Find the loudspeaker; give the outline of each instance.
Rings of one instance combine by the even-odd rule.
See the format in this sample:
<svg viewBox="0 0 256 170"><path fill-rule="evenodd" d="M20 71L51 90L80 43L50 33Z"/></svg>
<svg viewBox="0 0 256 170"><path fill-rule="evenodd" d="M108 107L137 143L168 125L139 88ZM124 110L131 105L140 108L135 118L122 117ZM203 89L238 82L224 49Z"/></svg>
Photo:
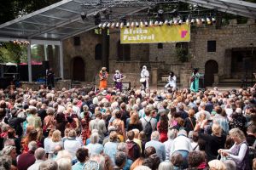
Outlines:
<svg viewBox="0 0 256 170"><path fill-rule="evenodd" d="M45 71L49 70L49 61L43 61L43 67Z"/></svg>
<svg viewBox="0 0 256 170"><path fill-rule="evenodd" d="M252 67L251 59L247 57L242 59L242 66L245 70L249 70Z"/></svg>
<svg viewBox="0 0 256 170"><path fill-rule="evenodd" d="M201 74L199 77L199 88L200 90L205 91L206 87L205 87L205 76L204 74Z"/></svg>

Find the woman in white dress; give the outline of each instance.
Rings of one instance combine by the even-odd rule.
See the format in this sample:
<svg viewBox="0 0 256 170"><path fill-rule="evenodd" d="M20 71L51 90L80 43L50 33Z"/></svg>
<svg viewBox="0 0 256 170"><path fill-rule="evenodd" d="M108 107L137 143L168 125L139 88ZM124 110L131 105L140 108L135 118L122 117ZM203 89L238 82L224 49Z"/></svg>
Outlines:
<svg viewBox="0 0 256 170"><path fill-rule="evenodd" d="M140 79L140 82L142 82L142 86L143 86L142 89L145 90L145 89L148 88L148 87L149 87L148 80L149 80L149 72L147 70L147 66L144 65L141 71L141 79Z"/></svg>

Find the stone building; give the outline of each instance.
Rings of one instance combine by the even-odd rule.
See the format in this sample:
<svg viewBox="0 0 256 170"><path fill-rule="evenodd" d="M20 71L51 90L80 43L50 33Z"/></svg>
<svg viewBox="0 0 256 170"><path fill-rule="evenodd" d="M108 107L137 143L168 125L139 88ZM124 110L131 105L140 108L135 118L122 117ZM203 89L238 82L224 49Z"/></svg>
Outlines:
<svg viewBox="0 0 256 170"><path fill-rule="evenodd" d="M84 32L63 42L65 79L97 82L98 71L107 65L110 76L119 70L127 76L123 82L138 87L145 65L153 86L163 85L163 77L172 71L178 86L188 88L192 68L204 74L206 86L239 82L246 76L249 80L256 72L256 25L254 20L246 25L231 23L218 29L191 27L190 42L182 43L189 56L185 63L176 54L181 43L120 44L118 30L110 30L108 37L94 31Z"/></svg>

####################

Set exercise - Rewrite the listing above with every "instance" changed to "object" and nothing else altered. Omit the pictures from your version.

Result for this task -
Find the loudspeaker; give the outline of each object.
Rings of one object combine by the even-odd rule.
See the format in this sample:
<svg viewBox="0 0 256 170"><path fill-rule="evenodd" d="M20 71L51 90L80 43L50 33Z"/></svg>
<svg viewBox="0 0 256 170"><path fill-rule="evenodd" d="M108 107L137 143L168 125L139 88ZM124 110L131 105L140 108L135 118L122 117ZM203 89L238 82L224 49Z"/></svg>
Photo:
Outlines:
<svg viewBox="0 0 256 170"><path fill-rule="evenodd" d="M45 71L49 70L49 61L43 61L43 67Z"/></svg>
<svg viewBox="0 0 256 170"><path fill-rule="evenodd" d="M252 67L251 59L247 57L242 59L242 66L245 70L249 70Z"/></svg>
<svg viewBox="0 0 256 170"><path fill-rule="evenodd" d="M201 74L199 77L199 88L200 90L205 91L206 87L205 87L205 76L204 74Z"/></svg>

Find the woman in white dress; give the outline of each object.
Rings of one object combine by the even-odd rule.
See the format in this sample:
<svg viewBox="0 0 256 170"><path fill-rule="evenodd" d="M20 71L51 90L80 43L50 33Z"/></svg>
<svg viewBox="0 0 256 170"><path fill-rule="evenodd" d="M108 107L137 143L168 125L139 88ZM124 110L131 105L140 108L135 118L122 117ZM203 89L238 82L224 49Z"/></svg>
Outlines:
<svg viewBox="0 0 256 170"><path fill-rule="evenodd" d="M140 79L140 82L142 82L142 86L143 86L142 89L145 90L145 89L148 88L148 87L149 87L148 80L149 80L149 72L147 70L147 66L144 65L141 71L141 79Z"/></svg>

Find the stone building; give the outline of each object.
Rings of one object combine by the even-odd rule.
See the format in this sample:
<svg viewBox="0 0 256 170"><path fill-rule="evenodd" d="M20 71L51 90L80 43L50 33Z"/></svg>
<svg viewBox="0 0 256 170"><path fill-rule="evenodd" d="M108 107L137 143L168 125L139 88ZM124 110L131 105L140 108L135 118L122 117ZM203 89L238 82L224 49Z"/></svg>
Outlines:
<svg viewBox="0 0 256 170"><path fill-rule="evenodd" d="M84 32L63 42L65 79L97 82L98 71L107 65L110 76L119 70L127 76L123 82L138 87L145 65L153 86L163 85L163 77L172 71L178 86L188 88L192 68L204 74L206 86L239 82L246 76L249 80L256 72L256 25L254 20L246 25L231 23L218 29L191 27L190 42L182 43L189 56L185 63L176 54L181 43L120 44L118 30L110 30L108 37L94 31Z"/></svg>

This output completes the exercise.